EXERCISE: Pull every line with "each" from the data below and copy it.

Top of SUPPLIED INFORMATION

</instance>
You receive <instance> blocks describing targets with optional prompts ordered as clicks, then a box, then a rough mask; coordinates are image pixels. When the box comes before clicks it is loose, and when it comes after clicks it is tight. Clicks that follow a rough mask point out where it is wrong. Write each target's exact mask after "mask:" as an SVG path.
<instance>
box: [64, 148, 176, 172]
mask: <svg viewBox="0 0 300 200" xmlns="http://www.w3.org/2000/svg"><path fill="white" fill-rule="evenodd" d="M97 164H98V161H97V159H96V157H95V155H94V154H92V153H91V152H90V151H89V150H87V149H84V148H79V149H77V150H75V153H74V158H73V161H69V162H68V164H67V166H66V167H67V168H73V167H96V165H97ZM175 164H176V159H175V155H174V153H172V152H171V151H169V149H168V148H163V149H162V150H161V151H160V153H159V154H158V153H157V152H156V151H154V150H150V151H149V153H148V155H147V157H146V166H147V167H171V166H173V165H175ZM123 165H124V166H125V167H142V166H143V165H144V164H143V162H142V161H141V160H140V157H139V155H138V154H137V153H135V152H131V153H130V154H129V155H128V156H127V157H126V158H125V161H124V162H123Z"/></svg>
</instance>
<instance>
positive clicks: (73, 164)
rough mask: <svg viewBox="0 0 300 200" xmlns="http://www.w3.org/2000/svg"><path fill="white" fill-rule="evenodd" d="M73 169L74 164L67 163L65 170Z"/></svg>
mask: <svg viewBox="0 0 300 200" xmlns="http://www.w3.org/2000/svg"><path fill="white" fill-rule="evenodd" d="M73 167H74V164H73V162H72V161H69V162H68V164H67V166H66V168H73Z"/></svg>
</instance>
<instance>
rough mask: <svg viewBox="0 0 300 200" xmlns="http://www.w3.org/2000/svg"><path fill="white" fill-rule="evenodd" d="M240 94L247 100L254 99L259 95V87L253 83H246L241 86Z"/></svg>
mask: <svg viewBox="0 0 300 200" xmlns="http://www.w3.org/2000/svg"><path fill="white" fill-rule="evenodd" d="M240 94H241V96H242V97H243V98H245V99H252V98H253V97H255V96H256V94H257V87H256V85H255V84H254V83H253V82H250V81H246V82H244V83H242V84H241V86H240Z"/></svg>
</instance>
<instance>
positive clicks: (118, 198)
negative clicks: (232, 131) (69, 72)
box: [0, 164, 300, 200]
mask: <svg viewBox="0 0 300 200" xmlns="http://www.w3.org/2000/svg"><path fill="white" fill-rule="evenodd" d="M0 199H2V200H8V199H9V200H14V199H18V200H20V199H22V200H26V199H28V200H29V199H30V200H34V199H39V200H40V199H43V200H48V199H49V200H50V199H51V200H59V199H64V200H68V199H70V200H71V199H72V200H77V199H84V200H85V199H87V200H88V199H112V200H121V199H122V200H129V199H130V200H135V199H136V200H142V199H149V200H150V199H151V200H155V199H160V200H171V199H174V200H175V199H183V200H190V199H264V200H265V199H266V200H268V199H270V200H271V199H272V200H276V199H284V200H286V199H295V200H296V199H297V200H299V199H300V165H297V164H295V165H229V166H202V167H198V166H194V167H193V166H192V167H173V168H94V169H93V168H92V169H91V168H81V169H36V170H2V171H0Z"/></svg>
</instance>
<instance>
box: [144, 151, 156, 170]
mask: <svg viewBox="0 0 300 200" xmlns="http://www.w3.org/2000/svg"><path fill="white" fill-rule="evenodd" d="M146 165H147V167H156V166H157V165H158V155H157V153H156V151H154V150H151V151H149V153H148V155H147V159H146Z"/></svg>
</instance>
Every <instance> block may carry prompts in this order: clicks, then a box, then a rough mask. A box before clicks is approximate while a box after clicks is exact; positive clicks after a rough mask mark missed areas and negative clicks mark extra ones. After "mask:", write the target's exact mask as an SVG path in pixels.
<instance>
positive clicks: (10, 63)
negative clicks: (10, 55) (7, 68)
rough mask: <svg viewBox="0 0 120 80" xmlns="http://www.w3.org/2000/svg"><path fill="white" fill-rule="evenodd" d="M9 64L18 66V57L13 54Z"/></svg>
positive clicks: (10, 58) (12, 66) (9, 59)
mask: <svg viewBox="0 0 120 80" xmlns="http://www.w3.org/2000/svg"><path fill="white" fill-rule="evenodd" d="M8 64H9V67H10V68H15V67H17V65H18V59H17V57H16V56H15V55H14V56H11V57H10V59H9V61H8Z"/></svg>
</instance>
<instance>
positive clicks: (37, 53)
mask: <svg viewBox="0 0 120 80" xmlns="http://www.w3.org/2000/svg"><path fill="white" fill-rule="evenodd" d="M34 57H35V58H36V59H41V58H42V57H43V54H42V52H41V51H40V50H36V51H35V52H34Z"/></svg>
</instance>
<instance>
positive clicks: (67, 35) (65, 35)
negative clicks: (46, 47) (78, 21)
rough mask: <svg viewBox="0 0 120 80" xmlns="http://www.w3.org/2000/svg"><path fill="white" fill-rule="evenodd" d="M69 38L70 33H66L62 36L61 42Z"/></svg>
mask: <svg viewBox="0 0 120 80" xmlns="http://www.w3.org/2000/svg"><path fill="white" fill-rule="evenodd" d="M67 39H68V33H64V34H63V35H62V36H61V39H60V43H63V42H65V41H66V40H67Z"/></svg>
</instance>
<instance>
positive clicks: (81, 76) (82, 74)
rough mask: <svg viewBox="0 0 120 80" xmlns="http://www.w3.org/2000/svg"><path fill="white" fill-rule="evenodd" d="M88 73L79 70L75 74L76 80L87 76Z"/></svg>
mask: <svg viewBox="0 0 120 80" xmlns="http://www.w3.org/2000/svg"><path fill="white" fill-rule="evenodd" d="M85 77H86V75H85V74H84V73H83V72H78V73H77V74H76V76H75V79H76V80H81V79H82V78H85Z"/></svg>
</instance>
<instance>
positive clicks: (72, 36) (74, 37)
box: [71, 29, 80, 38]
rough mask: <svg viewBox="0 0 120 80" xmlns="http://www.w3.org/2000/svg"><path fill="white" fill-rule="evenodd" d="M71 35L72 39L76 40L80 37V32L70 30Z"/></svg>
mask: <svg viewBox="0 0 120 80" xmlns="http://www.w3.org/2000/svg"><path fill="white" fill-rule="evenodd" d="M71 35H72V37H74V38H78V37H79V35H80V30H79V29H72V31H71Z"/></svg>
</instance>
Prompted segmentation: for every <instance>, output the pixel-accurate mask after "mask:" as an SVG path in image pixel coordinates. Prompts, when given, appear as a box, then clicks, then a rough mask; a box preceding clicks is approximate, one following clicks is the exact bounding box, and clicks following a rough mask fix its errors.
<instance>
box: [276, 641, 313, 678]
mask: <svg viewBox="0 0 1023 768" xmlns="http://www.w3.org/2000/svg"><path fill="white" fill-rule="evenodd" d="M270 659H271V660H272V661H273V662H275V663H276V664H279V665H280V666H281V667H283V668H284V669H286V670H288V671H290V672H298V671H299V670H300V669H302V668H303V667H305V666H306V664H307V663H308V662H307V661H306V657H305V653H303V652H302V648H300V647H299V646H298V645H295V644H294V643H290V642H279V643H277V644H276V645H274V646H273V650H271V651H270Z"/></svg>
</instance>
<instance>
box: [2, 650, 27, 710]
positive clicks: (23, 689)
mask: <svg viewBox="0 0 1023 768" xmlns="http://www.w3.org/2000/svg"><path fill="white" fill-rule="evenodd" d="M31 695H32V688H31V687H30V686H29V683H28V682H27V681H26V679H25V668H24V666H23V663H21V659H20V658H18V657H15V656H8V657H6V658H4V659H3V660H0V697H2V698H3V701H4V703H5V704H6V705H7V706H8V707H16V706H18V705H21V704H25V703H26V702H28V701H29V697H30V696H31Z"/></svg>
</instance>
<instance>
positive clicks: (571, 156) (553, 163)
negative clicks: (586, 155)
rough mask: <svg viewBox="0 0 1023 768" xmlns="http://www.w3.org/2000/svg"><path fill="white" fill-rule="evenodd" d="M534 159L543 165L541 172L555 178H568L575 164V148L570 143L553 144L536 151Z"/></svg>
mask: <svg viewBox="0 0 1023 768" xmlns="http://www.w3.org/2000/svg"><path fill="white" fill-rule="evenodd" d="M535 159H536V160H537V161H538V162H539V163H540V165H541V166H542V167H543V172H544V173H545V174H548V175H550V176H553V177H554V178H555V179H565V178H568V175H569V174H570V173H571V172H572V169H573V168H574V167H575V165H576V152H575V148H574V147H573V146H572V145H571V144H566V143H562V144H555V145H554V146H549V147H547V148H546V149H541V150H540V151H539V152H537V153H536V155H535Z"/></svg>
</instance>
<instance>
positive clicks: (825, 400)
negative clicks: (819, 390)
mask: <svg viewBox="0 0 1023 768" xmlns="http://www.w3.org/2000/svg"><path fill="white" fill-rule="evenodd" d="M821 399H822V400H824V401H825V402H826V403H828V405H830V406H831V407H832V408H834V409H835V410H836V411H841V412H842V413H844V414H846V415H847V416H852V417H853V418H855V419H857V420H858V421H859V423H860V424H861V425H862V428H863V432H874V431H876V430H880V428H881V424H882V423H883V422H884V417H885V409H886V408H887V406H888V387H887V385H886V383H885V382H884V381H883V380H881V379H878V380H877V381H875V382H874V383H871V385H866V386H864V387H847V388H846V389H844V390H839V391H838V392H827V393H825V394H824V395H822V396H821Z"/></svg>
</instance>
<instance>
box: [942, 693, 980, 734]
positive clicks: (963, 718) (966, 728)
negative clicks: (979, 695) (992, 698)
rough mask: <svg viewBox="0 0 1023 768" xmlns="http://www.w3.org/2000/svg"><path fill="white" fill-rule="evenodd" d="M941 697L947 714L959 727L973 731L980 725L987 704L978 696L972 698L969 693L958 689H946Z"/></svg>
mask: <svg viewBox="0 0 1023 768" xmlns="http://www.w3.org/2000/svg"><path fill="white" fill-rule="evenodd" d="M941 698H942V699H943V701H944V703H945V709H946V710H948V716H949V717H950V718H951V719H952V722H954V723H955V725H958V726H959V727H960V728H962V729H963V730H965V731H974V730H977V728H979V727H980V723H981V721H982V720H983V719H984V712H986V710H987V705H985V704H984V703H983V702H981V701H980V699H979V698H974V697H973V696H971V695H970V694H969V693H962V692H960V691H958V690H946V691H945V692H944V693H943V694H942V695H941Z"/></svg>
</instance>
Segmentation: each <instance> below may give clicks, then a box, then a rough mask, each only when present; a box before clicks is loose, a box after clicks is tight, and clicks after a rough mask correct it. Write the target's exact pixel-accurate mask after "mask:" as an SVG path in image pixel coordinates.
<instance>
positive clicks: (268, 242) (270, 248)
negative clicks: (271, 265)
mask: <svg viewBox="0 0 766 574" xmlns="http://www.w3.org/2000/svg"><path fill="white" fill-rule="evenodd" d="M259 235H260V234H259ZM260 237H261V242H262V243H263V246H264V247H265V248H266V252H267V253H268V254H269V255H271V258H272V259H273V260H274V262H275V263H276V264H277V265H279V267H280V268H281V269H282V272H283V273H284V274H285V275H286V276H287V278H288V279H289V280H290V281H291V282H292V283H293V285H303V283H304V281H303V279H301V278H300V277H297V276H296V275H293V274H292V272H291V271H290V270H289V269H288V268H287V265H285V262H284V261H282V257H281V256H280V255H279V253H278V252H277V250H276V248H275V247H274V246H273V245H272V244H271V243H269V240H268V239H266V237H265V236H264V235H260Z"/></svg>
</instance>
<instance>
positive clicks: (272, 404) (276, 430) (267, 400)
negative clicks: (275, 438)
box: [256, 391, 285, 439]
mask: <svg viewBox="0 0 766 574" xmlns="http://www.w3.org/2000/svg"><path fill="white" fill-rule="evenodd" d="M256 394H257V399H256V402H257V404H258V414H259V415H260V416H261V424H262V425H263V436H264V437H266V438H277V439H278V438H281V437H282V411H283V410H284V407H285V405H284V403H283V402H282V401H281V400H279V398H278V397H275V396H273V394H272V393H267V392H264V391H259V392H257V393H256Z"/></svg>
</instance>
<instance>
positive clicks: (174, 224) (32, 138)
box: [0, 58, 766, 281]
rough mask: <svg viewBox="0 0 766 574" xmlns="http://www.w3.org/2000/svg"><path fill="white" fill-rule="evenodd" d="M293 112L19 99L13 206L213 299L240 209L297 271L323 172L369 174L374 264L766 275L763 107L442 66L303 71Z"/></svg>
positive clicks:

Bottom of SUPPLIED INFORMATION

COMPLETED EXERCISE:
You receive <instance> blocks describing targets with optional prompts ordered as clicks, then a box, then a rough mask; coordinates are image pixels. When the box comes before clicks it is loose, and when it comes after clicks it is tight. Clicks that follow a rough mask point out where it is wrong. Write each target's exact mask after "mask:" as an SVG path.
Segmentation: each <instance> below may give clicks, then a box, then a rough mask, each only when present; a box before clicks is loose, a box after clicks is tight, and clicks after a rough mask correct it. Write the target's exact pixel-accurate mask after "mask:" as an SVG path in image pixel coordinates.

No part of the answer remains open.